Directive: Reproduce the passage below on 2023 trends for brands, from the metaverse to digital ad spending, word for word.

===== Document text =====

Whilst user interest is waning, so too potentially will brands'. Forrester in its second 2023 predictions report suggested “they expected a pivot away from brand experimentation and superficial ‘one and done’ headline-grabbers towards efforts delivering employee and consumer utility.
“Expect a sober 2023, where the industry focuses on function over form to prove the metaverse’s value to a sceptical potential customer base,”
The metaverse is one for brands to watch closely – it's likely it will see much evolution over the coming years and given it is within its infancy it is difficult to predict its adoption over the long term and whether this may simply be a bump in the road.
Google & Facebook dominance will be tested
In the local ad market, Google & Facebook now command 80% of all digital media spend. But that is potentially all set to change in 2023 with a raft of new avenues for brands to spend their digital dollars.
In August 2022, it was announced Apple is making a bigger play for ad spend with plans to build its own DSP and in recent days it looks like Apple has a big appointment hiring. Vishal Gurbuxani is tasked with building a demand-side platform, which would help marketers automate the buying of Apple ads.

===== Given information =====

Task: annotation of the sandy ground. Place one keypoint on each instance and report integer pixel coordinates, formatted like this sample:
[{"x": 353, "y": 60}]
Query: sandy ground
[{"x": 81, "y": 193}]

=====

Problem solution:
Whilst user interest is waning, so too potentially will brands'. Forrester in its second 2023 predictions report suggested “they expected a pivot away from brand experimentation and superficial ‘one and done’ headline-grabbers towards efforts delivering employee and consumer utility.
“Expect a sober 2023, where the industry focuses on function over form to prove the metaverse’s value to a sceptical potential customer base,”
The metaverse is one for brands to watch closely – it's likely it will see much evolution over the coming years and given it is within its infancy it is difficult to predict its adoption over the long term and whether this may simply be a bump in the road.
Google & Facebook dominance will be tested
In the local ad market, Google & Facebook now command 80% of all digital media spend. But that is potentially all set to change in 2023 with a raft of new avenues for brands to spend their digital dollars.
In August 2022, it was announced Apple is making a bigger play for ad spend with plans to build its own DSP and in recent days it looks like Apple has a big appointment hiring. Vishal Gurbuxani is tasked with building a demand-side platform, which would help marketers automate the buying of Apple ads.